◆ **WHAT YOU ARE ASKED TO DO**: Rewrite the records below with each "background" renamed to "outside" and every other part kept the same. Leave the pictures out of your answer.

◆ **AVAILABLE RECORDS**:
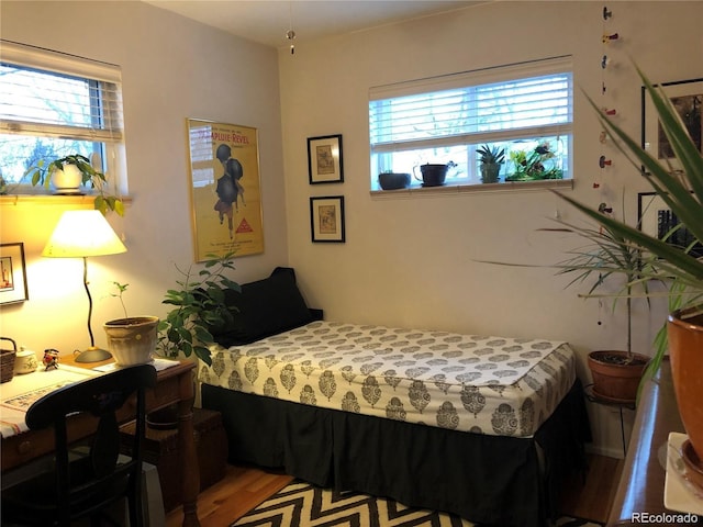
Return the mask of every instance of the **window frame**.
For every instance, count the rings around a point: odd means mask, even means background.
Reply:
[[[375,101],[384,101],[413,94],[429,94],[453,89],[466,89],[483,85],[509,83],[515,80],[533,79],[551,75],[563,74],[568,80],[567,94],[567,122],[548,123],[527,127],[503,127],[493,131],[469,131],[454,135],[444,135],[436,138],[410,138],[389,141],[387,143],[372,144],[371,104]],[[408,194],[408,193],[437,193],[437,192],[486,192],[503,190],[542,190],[545,188],[573,188],[573,63],[570,55],[550,57],[539,60],[531,60],[505,66],[495,66],[477,70],[449,74],[438,77],[429,77],[391,85],[376,86],[369,89],[369,168],[370,192],[376,194]],[[478,158],[476,149],[482,144],[496,142],[516,142],[520,139],[537,141],[539,137],[556,138],[566,142],[566,156],[563,158],[563,179],[529,180],[529,181],[501,181],[496,183],[481,183],[476,181],[476,166]],[[384,153],[400,153],[404,150],[420,152],[432,147],[447,148],[457,146],[466,150],[466,162],[475,167],[467,170],[466,177],[448,180],[442,187],[422,187],[419,182],[400,190],[381,190],[378,183],[378,175],[382,171],[383,164],[376,159]],[[563,145],[562,145],[563,146]],[[507,158],[507,152],[505,157]],[[375,160],[377,166],[375,167]],[[429,161],[435,162],[435,161]],[[506,159],[507,162],[507,159]],[[388,166],[388,165],[387,165]],[[467,165],[468,168],[468,165]],[[413,168],[417,170],[417,166]],[[411,178],[416,175],[411,173]],[[414,178],[416,179],[416,178]]]
[[[89,91],[100,91],[98,103],[100,115],[105,117],[104,126],[71,126],[36,120],[0,117],[0,134],[23,135],[37,138],[68,138],[99,145],[101,152],[101,171],[105,173],[105,191],[116,195],[127,193],[126,155],[124,145],[124,112],[122,105],[122,71],[118,65],[69,55],[52,49],[40,48],[18,42],[1,40],[0,61],[18,68],[35,70],[40,74],[56,74],[62,77],[78,78],[89,83]],[[104,90],[109,86],[111,89]],[[92,97],[90,98],[92,101]],[[92,103],[91,103],[92,106]],[[91,112],[92,115],[92,112]],[[96,152],[96,149],[93,149]],[[60,155],[75,154],[75,152]],[[24,179],[21,182],[8,182],[12,195],[51,194],[43,186],[32,186]],[[81,188],[85,193],[97,192]]]

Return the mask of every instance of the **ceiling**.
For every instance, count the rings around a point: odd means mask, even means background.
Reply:
[[[486,3],[465,0],[144,0],[188,19],[272,47],[353,33]]]

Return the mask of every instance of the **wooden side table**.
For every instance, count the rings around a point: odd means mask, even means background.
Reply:
[[[673,392],[671,365],[666,358],[660,370],[643,389],[607,527],[643,525],[637,520],[637,515],[643,513],[671,516],[673,512],[663,505],[666,449],[671,431],[684,430]]]
[[[112,361],[102,362],[76,362],[71,356],[62,356],[62,363],[80,367],[97,368]],[[183,467],[181,479],[181,496],[183,503],[183,527],[199,527],[198,519],[198,493],[200,492],[200,470],[198,468],[198,455],[193,438],[193,402],[196,399],[196,384],[193,369],[196,363],[183,360],[177,366],[158,372],[156,386],[147,392],[146,408],[154,411],[178,404],[178,448],[180,462]],[[119,416],[121,422],[130,421],[133,408],[129,403]],[[69,439],[71,441],[82,439],[94,433],[96,419],[92,416],[80,414],[68,421]],[[54,436],[51,430],[29,430],[15,436],[2,438],[2,472],[19,467],[20,464],[36,459],[54,450]]]

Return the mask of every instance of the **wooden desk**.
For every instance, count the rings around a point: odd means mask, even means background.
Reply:
[[[62,361],[71,366],[94,368],[100,363],[79,365],[68,357]],[[193,368],[194,362],[181,361],[178,366],[161,370],[157,374],[157,384],[147,392],[146,407],[148,411],[158,410],[169,404],[178,404],[178,448],[182,453],[183,480],[183,527],[200,526],[198,520],[198,492],[200,489],[200,471],[193,438],[193,401],[196,396]],[[121,421],[129,421],[134,406],[127,403],[120,416]],[[75,441],[91,435],[96,429],[96,418],[79,414],[69,419],[69,440]],[[2,438],[2,472],[19,467],[54,451],[54,433],[52,429],[30,430],[8,438]]]
[[[634,514],[655,516],[673,513],[663,506],[666,445],[670,431],[684,430],[667,358],[655,378],[644,386],[607,527],[643,525]]]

◆ **THE SOLUTION**:
Return the mask of every instance of the **window frame**.
For every instance, count the rings around a point: odd means mask, even means outside.
Reply:
[[[375,101],[384,101],[413,94],[429,94],[453,89],[466,89],[483,85],[509,83],[515,80],[533,79],[551,75],[563,74],[568,80],[567,94],[567,122],[548,123],[527,127],[503,127],[493,131],[469,131],[454,135],[444,135],[436,138],[410,138],[389,141],[387,143],[372,144],[371,104]],[[408,194],[408,193],[437,193],[437,192],[486,192],[503,190],[542,190],[545,188],[573,188],[573,63],[570,55],[550,57],[539,60],[531,60],[505,66],[495,66],[477,70],[449,74],[438,77],[429,77],[391,85],[376,86],[369,89],[369,168],[370,192],[376,194]],[[478,158],[476,149],[482,144],[496,142],[516,142],[520,139],[537,141],[539,137],[556,138],[566,142],[566,156],[563,158],[563,179],[529,180],[529,181],[501,181],[496,183],[481,183],[476,181],[476,166]],[[384,153],[400,153],[404,150],[420,152],[432,147],[447,148],[457,146],[466,150],[466,162],[475,167],[467,170],[466,177],[448,180],[442,187],[422,187],[419,182],[400,190],[381,190],[378,183],[378,175],[382,171],[383,164],[376,159]],[[563,145],[562,145],[563,146]],[[507,158],[507,152],[505,157]],[[375,160],[377,166],[375,167]],[[429,161],[435,162],[435,161]],[[506,159],[507,162],[507,159]],[[388,166],[388,165],[387,165]],[[467,165],[468,168],[468,165]],[[413,168],[417,170],[417,166]],[[411,178],[416,175],[411,173]],[[414,178],[416,179],[416,178]]]
[[[89,91],[100,91],[98,103],[100,115],[105,117],[104,126],[71,126],[36,120],[0,117],[0,134],[23,135],[37,138],[68,138],[99,145],[101,152],[101,171],[105,173],[105,191],[116,195],[127,193],[126,155],[124,145],[124,112],[122,105],[122,71],[118,65],[69,55],[52,49],[40,48],[18,42],[1,40],[0,61],[18,68],[35,70],[40,74],[56,74],[62,77],[78,78],[89,83]],[[104,90],[109,86],[111,89]],[[92,97],[90,98],[92,101]],[[92,103],[91,103],[92,106]],[[91,112],[92,115],[92,112]],[[96,152],[96,149],[93,149]],[[60,155],[75,154],[75,152]],[[24,179],[21,182],[8,182],[12,195],[51,194],[43,186],[32,186]],[[81,188],[85,193],[97,192]]]

Return the mask of every instance of the **ceiling**.
For every instance, count the rings around a point: odd means mask, even means outside.
Reply:
[[[486,3],[465,0],[144,0],[188,19],[272,47],[353,33]]]

Return the mask of every instance of the **wooden side table**.
For every instance, count the rings around a point: odd means mask, even means outside.
Reply:
[[[673,392],[671,365],[666,358],[660,370],[643,389],[607,527],[643,525],[637,520],[637,515],[643,513],[671,516],[673,512],[663,505],[666,449],[671,431],[684,430]]]
[[[112,361],[102,362],[76,362],[71,356],[62,356],[62,363],[80,367],[97,368]],[[183,467],[181,479],[181,496],[183,503],[183,527],[199,527],[198,519],[198,493],[200,492],[200,470],[198,468],[198,455],[193,438],[193,402],[196,399],[196,384],[193,369],[196,363],[183,360],[177,366],[158,372],[156,386],[147,392],[146,408],[154,411],[178,404],[178,448],[180,462]],[[119,416],[121,422],[130,421],[133,408],[129,403]],[[69,439],[71,441],[82,439],[94,433],[96,419],[92,416],[80,414],[68,421]],[[54,436],[51,430],[29,430],[15,436],[2,438],[2,472],[19,467],[20,464],[36,459],[54,450]]]

Return the mask of every instance of the **wooden desk**.
For every instance, count the rings around a point: odd means mask, even means outside.
Reply:
[[[62,361],[71,366],[94,368],[100,363],[79,365],[68,357]],[[193,368],[194,362],[181,361],[178,366],[161,370],[157,374],[157,384],[147,392],[146,407],[148,411],[158,410],[169,404],[178,404],[178,448],[182,453],[183,480],[183,527],[200,526],[198,520],[198,492],[200,489],[200,471],[193,438],[193,401],[196,396]],[[121,421],[129,421],[134,406],[127,403],[120,416]],[[75,441],[91,435],[96,429],[96,418],[79,414],[69,419],[69,440]],[[2,438],[2,472],[19,467],[54,451],[54,433],[52,429],[30,430],[8,438]]]
[[[634,514],[655,516],[673,513],[663,506],[666,445],[670,431],[684,430],[667,358],[655,378],[644,386],[607,527],[643,525]]]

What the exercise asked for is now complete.